### [YOUR INSTRUCTIONS]
Every line of the material is to be given again exactly.

### [INFORMATION SHOWN]
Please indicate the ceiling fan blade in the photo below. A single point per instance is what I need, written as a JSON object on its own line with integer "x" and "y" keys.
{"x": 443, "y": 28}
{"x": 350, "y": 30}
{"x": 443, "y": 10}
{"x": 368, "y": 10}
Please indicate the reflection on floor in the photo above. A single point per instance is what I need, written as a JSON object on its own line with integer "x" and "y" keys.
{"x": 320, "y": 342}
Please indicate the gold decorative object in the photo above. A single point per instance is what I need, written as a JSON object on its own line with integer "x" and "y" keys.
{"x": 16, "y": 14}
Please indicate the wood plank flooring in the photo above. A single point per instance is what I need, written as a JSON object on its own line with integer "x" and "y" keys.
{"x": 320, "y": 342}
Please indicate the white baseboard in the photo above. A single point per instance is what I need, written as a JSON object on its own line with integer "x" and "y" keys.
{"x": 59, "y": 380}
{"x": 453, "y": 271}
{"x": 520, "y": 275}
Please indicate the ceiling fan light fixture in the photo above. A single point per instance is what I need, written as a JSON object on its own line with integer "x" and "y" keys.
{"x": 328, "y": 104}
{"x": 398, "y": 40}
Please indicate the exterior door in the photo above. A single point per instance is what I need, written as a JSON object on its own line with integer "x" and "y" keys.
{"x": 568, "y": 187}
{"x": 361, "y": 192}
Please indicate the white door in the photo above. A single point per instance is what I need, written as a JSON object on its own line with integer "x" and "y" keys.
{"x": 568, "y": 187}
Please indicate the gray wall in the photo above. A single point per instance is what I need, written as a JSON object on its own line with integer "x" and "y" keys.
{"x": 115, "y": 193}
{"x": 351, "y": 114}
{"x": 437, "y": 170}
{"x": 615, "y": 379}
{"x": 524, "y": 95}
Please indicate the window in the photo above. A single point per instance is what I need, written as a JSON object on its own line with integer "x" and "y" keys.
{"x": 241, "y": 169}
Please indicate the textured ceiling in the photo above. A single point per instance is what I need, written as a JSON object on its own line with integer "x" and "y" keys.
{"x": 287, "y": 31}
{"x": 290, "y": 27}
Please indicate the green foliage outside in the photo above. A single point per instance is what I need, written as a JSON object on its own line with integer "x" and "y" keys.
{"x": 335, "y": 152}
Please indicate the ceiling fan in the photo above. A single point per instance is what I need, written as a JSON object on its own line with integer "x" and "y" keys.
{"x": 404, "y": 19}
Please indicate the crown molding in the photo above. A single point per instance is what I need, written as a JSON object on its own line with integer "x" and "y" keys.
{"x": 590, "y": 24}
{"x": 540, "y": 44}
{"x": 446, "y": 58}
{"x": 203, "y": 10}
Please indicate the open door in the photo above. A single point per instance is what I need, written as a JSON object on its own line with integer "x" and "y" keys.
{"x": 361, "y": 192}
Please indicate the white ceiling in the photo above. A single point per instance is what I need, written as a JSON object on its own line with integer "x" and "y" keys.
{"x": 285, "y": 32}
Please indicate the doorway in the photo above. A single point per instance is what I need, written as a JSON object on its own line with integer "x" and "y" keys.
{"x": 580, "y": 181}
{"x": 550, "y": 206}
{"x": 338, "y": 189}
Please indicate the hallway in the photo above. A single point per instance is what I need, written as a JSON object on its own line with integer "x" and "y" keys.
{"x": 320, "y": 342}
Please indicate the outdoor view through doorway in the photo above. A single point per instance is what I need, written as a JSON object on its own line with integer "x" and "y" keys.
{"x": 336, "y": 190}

### [RESULT OF THE EXERCISE]
Please indicate the ceiling fan blade in the photo below. A single point per instance is what I need, written as a JSON object on its own line with integer "x" and "y" keys.
{"x": 443, "y": 28}
{"x": 350, "y": 30}
{"x": 443, "y": 10}
{"x": 368, "y": 10}
Please indicate the reflection on floor in the photo above. A single point per instance is what I need, written as a JSON object on its own line with integer "x" and "y" keys.
{"x": 320, "y": 342}
Please indicate the gold decorative object in the photo above. A single point per instance is what I need, written as a JSON object on its own line with integer "x" and "y" keys.
{"x": 16, "y": 14}
Please indicate the wood plank flooring in the photo above. A single point per instance is what I need, written as a JSON object on its own line with integer "x" and "y" keys.
{"x": 320, "y": 342}
Please indicate the white baseboard in the photo above. A single point per instance is what I need, written as a JSON object on its own line with integer "x" and "y" keys.
{"x": 59, "y": 380}
{"x": 453, "y": 271}
{"x": 520, "y": 275}
Please indicate the ceiling fan light fixture in the photo above. A single point per instance is what I need, written as a JSON object on its own line with integer "x" and "y" keys.
{"x": 328, "y": 104}
{"x": 398, "y": 40}
Please indicate the exterior door in the photo above. A single point per instance is what I need, written as a JSON object on its own line with integer "x" and "y" keys.
{"x": 568, "y": 187}
{"x": 361, "y": 192}
Please indicate the white door in the photo above. A single point per instance is what I need, written as a JSON object on its own line with integer "x" and "y" keys.
{"x": 568, "y": 187}
Please indicate the gray wall in the photo above. A single point per instance is what I need, written as a JSON object on its own line with integer "x" and "y" keys.
{"x": 115, "y": 193}
{"x": 351, "y": 114}
{"x": 437, "y": 170}
{"x": 615, "y": 379}
{"x": 524, "y": 95}
Please indicate the window in the photo above. A single point per instance is what I need, written as a JSON object on its own line with integer "x" and "y" keys.
{"x": 241, "y": 169}
Please indicate the textured ceiling in the photo above. A single point per instance is what I need, written as a JSON object on its own line with integer "x" and "y" keys.
{"x": 287, "y": 31}
{"x": 290, "y": 27}
Please indicate the green foliage outside in the photo above. A single point per instance is what I need, written as a JSON object on its own line with integer "x" and "y" keys.
{"x": 335, "y": 152}
Please indicate the ceiling fan in the photo above. A single point per instance is what I need, written as a JSON object on its own line with integer "x" and "y" keys.
{"x": 404, "y": 19}
Please indicate the crown molding in the photo above. A single point per instance is what I need, written as a JSON object on its own line with integer "x" and "y" keys.
{"x": 590, "y": 24}
{"x": 540, "y": 44}
{"x": 446, "y": 58}
{"x": 203, "y": 10}
Please indicate the open door in the photo above. A single point per instance is what I need, written as a JSON object on its own line with integer "x" and "y" keys.
{"x": 361, "y": 192}
Please indicate the white ceiling in the photo above. A single point per instance is what I need, written as a JSON object on its own line with integer "x" and "y" keys.
{"x": 285, "y": 32}
Please indicate the doorway in the photo above. A single point per instance is what I need, written as a JSON object on its own line with integer "x" and "y" keys.
{"x": 580, "y": 181}
{"x": 550, "y": 206}
{"x": 338, "y": 189}
Please indicate the hallway in the photo above. A single point per instance is what I need, written as a JSON object on its own line with integer "x" and "y" keys.
{"x": 320, "y": 342}
Please indicate the outdoor view through doorway in the photo above. A single point per instance is what I need, written as a JSON object on its own line with integer "x" and "y" keys.
{"x": 336, "y": 190}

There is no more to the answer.